- [EXERCISE DATA]:
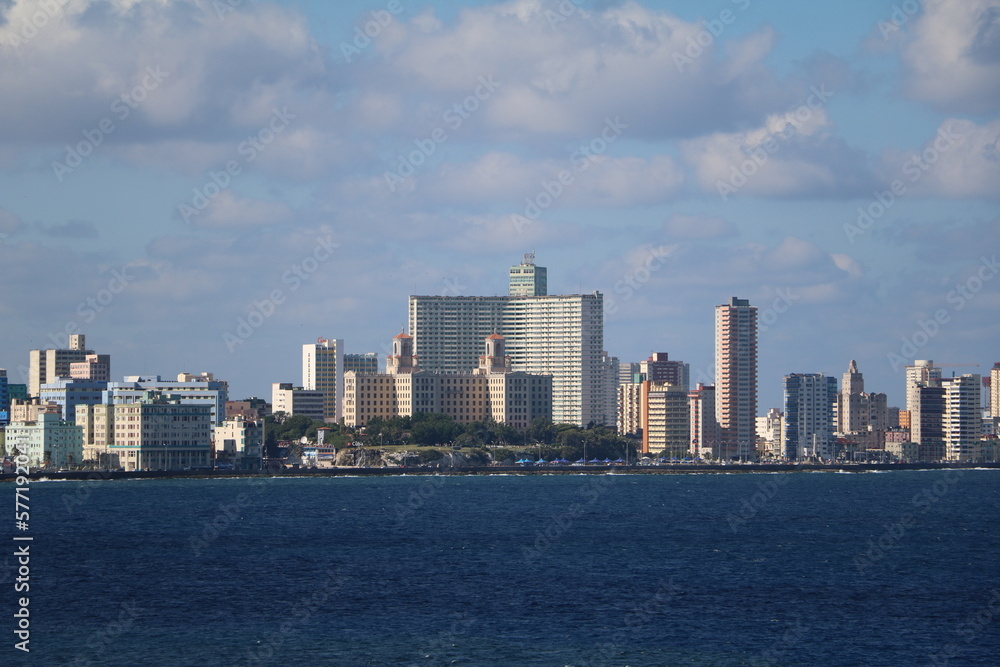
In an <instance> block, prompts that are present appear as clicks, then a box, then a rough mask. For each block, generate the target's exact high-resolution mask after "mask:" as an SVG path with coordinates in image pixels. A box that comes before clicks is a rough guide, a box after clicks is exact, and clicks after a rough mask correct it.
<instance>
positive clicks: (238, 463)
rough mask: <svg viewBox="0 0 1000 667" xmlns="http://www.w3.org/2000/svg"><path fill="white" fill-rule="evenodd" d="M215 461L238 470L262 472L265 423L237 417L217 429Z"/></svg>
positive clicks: (223, 423)
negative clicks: (234, 468)
mask: <svg viewBox="0 0 1000 667" xmlns="http://www.w3.org/2000/svg"><path fill="white" fill-rule="evenodd" d="M213 438H214V441H215V461H216V463H217V464H231V465H232V466H233V467H234V468H235V469H236V470H260V467H261V461H262V456H263V451H264V422H263V421H256V420H248V419H243V418H241V417H236V418H233V419H227V420H226V421H224V422H222V423H221V424H220V425H218V426H216V427H215V433H214V436H213Z"/></svg>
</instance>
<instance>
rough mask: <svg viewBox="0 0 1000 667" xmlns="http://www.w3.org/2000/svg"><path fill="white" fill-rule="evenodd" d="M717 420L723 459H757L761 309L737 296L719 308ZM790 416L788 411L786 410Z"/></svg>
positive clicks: (716, 359) (717, 382)
mask: <svg viewBox="0 0 1000 667" xmlns="http://www.w3.org/2000/svg"><path fill="white" fill-rule="evenodd" d="M715 373H716V383H715V417H716V421H718V422H719V439H720V458H724V459H734V458H738V459H741V460H751V459H754V458H756V449H757V447H756V443H757V434H756V419H757V308H756V307H754V306H751V305H750V302H749V301H748V300H746V299H738V298H736V297H733V298H731V299H730V301H729V303H727V304H723V305H720V306H716V307H715ZM786 413H787V411H786Z"/></svg>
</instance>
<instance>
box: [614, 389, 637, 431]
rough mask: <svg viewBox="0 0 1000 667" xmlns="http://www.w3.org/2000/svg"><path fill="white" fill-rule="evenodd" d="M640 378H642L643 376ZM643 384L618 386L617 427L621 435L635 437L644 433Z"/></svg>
mask: <svg viewBox="0 0 1000 667" xmlns="http://www.w3.org/2000/svg"><path fill="white" fill-rule="evenodd" d="M639 377H642V376H641V375H640V376H639ZM642 383H643V381H642V380H640V381H638V382H629V383H622V384H619V385H618V419H617V423H616V426H617V428H618V433H619V434H621V435H635V434H638V433H641V432H642V424H643V411H642V407H643V406H642Z"/></svg>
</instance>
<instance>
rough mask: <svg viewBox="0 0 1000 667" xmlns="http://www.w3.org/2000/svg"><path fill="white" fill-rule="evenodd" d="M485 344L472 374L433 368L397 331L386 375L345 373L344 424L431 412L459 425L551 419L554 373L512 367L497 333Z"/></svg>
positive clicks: (408, 337)
mask: <svg viewBox="0 0 1000 667" xmlns="http://www.w3.org/2000/svg"><path fill="white" fill-rule="evenodd" d="M485 348H486V349H485V352H484V354H482V355H480V356H479V359H478V366H477V368H476V369H475V370H474V371H472V372H466V373H440V372H433V371H427V370H424V369H423V368H422V365H421V360H420V359H419V357H418V355H415V354H414V353H413V338H412V337H411V336H409V335H408V334H405V333H401V334H398V335H396V337H395V338H393V340H392V354H391V355H390V356H389V357H388V359H387V363H386V365H387V371H388V372H387V373H375V374H362V373H355V372H353V371H348V372H347V373H346V374H345V376H344V387H345V398H344V423H345V424H346V425H348V426H355V427H356V426H364V425H365V424H367V423H368V422H369V421H371V420H372V419H374V418H376V417H378V418H381V419H391V418H393V417H406V416H413V415H414V414H415V413H418V412H433V413H439V414H446V415H449V416H450V417H452V418H453V419H454V420H455V421H456V422H459V423H461V424H469V423H472V422H475V421H481V420H483V419H493V420H494V421H497V422H501V423H504V424H507V425H508V426H512V427H514V428H520V429H523V428H527V427H528V426H530V425H531V422H532V421H533V420H534V419H537V418H539V417H542V418H545V419H549V418H551V414H552V412H551V410H552V377H551V376H549V375H533V374H530V373H524V372H519V371H514V370H513V369H512V362H511V358H510V356H508V355H507V354H506V350H505V340H504V338H503V336H500V335H499V334H490V335H489V336H487V337H486V339H485Z"/></svg>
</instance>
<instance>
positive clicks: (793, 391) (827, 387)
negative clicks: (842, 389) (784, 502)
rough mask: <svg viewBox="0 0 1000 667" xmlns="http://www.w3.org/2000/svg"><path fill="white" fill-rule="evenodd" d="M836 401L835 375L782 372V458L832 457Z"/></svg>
mask: <svg viewBox="0 0 1000 667" xmlns="http://www.w3.org/2000/svg"><path fill="white" fill-rule="evenodd" d="M836 402H837V378H833V377H828V376H825V375H820V374H819V373H792V374H791V375H786V376H785V434H784V438H785V448H784V455H785V458H787V459H788V460H790V461H794V460H799V459H804V458H807V457H810V456H816V457H819V458H825V459H829V458H833V456H834V454H836V451H835V446H836V444H837V441H836V439H835V438H834V436H833V406H834V405H836Z"/></svg>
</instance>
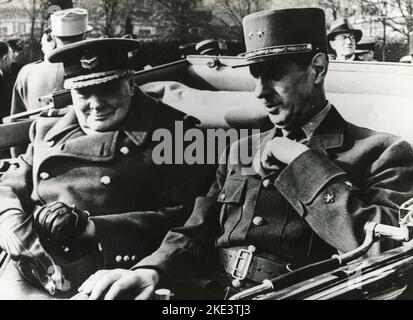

- [EXERCISE PROMPT]:
Reproduce the entries above word for word, starting at the beginning of the entries and ending with the line that contains "positive clicks: (223, 423)", both ends included. Leave the pictures out of the answer.

- [TASK ANSWER]:
In an <instance> block, prompts that are present appear as clicks, then a box, then a rough mask. For each block, generate the target's exact high-resolution mask after "mask:" as an SVG path with coordinates in image pixels. A box that comes before clicks is a rough guide, a box after clicks is exact, and clicks after a rough mask correct it.
<instance>
positive clicks: (238, 463)
rough mask: <svg viewBox="0 0 1000 667" xmlns="http://www.w3.org/2000/svg"><path fill="white" fill-rule="evenodd" d="M215 461L238 470L262 472L265 423L237 417L217 429Z"/></svg>
positive clicks: (223, 423)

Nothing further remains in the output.